▸ SHORT PROBLEM
Every line must be returned precisely as it is written.

>> start DATA ROWS

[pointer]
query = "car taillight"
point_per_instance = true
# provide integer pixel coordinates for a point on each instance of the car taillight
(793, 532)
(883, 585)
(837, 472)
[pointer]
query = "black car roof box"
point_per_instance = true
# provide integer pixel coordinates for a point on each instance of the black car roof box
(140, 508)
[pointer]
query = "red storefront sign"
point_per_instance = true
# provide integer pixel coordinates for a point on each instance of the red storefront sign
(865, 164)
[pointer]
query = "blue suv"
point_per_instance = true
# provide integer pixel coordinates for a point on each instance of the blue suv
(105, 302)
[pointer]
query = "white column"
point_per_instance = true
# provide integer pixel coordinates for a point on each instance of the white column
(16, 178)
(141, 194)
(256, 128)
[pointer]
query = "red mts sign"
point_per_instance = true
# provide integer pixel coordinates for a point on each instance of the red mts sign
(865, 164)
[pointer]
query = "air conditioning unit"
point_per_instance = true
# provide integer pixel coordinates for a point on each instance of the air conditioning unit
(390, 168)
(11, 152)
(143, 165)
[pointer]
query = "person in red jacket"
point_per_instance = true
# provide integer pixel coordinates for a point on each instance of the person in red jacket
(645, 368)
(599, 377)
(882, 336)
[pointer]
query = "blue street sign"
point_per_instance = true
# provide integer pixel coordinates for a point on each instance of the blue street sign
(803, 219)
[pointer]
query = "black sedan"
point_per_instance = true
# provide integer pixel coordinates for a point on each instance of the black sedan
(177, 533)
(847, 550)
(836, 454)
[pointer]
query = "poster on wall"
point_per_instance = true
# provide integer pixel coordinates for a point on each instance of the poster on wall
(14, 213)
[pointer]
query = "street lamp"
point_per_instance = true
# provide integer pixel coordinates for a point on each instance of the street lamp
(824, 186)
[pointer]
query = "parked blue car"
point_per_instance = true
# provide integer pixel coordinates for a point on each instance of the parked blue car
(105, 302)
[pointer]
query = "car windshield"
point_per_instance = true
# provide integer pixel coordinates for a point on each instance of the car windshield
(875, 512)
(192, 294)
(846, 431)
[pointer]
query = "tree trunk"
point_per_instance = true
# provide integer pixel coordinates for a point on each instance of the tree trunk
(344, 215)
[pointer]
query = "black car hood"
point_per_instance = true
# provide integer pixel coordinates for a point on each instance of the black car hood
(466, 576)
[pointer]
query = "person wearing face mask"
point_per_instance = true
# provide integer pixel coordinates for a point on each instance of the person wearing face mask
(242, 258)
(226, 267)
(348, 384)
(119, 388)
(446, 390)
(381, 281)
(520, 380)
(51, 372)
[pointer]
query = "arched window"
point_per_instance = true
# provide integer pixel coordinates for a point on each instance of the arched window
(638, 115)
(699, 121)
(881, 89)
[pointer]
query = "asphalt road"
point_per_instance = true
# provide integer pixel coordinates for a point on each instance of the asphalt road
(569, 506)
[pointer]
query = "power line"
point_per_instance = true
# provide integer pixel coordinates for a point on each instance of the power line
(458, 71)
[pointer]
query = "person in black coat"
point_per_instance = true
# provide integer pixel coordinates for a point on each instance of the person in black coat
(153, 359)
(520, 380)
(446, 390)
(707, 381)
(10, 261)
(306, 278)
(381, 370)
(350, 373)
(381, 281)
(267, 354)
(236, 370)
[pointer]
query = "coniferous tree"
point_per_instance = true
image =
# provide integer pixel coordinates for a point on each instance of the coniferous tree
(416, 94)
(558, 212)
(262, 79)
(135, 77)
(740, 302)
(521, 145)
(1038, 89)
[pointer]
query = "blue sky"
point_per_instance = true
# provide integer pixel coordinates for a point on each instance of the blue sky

>> end DATA ROWS

▸ SOLUTION FOR THIS PROBLEM
[pointer]
query = "car taillight"
point_per_instance = true
# provide integer pixel coordinates for a point on each instance of the car taillight
(793, 532)
(883, 585)
(837, 472)
[pointer]
query = "black car roof box"
point_per_instance = true
# provide integer pixel coordinates for a point on each instance of the black car roof box
(140, 508)
[pointer]
query = "red storefront sign"
point_per_instance = true
# provide integer pixel coordinates for a point on each instance of the red storefront sign
(865, 164)
[pointer]
query = "blue suv"
point_per_instance = true
# provide integer pixel coordinates for a point on each instance of the blue suv
(105, 302)
[pointer]
query = "white column"
point_per_instance = true
# provide integer pixel coordinates for a point on each instance of the white column
(16, 178)
(141, 194)
(256, 128)
[pointer]
query = "red mts sign"
point_per_instance = true
# provide integer pixel coordinates for a point on each instance of the red mts sign
(865, 164)
[pointer]
query = "air conditioning unit"
point_per_instance = true
# provide integer pixel coordinates for a point on each instance of the air conditioning unit
(390, 168)
(11, 152)
(143, 165)
[pointer]
query = "person in red jacket"
point_per_instance = true
# provide integer pixel coordinates for a point on each instance of the person in red jacket
(645, 368)
(599, 377)
(882, 336)
[pointer]
query = "blue street sign"
point_per_instance = true
# provide integer pixel coordinates for a point on each instance of the blue street sign
(803, 219)
[pointer]
query = "black sedan"
point_per_instance = true
# provide integer pixel coordinates for a point on each instance of the black sedan
(177, 533)
(847, 550)
(836, 454)
[pointer]
query = "poster on wall"
point_per_instance = true
# provide integer pixel coordinates for a point on each instance of the poster on wall
(14, 213)
[pointer]
query = "street lamp"
point_per_instance = true
# provide integer pixel coordinates for a point on each instance of the street lamp
(824, 186)
[pointer]
query = "parked blue car"
point_per_instance = true
# provide integer pixel coordinates for a point on each instance of the parked blue car
(105, 302)
[pointer]
query = "car windshield"
point_per_instance = true
# provide integer pixel coordinates for a point on each instance of the car windshield
(875, 512)
(192, 294)
(846, 431)
[pointer]
query = "tree trunk"
point_per_instance = true
# provide integer pixel coordinates for a point on each instance of the tree trunk
(344, 215)
[pointer]
query = "black car hood"
point_per_instance = true
# provide integer pixel coordinates for a point on each instance of the black car hood
(466, 576)
[pointer]
query = "person wearing face mask"
point_per_instance = true
# provide integer pixel coordinates for a point on each instance of the person wearing face mask
(242, 258)
(226, 267)
(348, 384)
(119, 388)
(446, 390)
(381, 281)
(520, 380)
(51, 372)
[pointer]
query = "arched window"
point_per_instance = true
# provide integer pixel coordinates for a point on each instance of the arched window
(638, 115)
(699, 121)
(881, 89)
[pointer]
query = "asphalt road"
point_per_instance = true
# provide integer pixel coordinates for a point on each instance of the asphalt road
(569, 506)
[pointer]
query = "power line"
point_per_instance = true
# provide integer pixel coordinates for a point on each instance of the power line
(458, 71)
[pointer]
query = "person in black coat"
point_per_instance = true
# provide integer pixel coordinates for a point on each instance of the person in black coat
(153, 359)
(520, 380)
(446, 390)
(707, 381)
(10, 261)
(306, 278)
(381, 370)
(350, 373)
(381, 281)
(267, 354)
(236, 370)
[pointer]
query = "coniferous tree"
point_per_instance = true
image =
# provide integer pixel coordinates for a point on each instance of the coniferous tree
(416, 94)
(558, 212)
(262, 79)
(135, 77)
(740, 302)
(521, 145)
(1038, 89)
[pointer]
query = "blue sky"
point_per_instance = true
# provide integer pixel coordinates for a point on each instance of the blue sky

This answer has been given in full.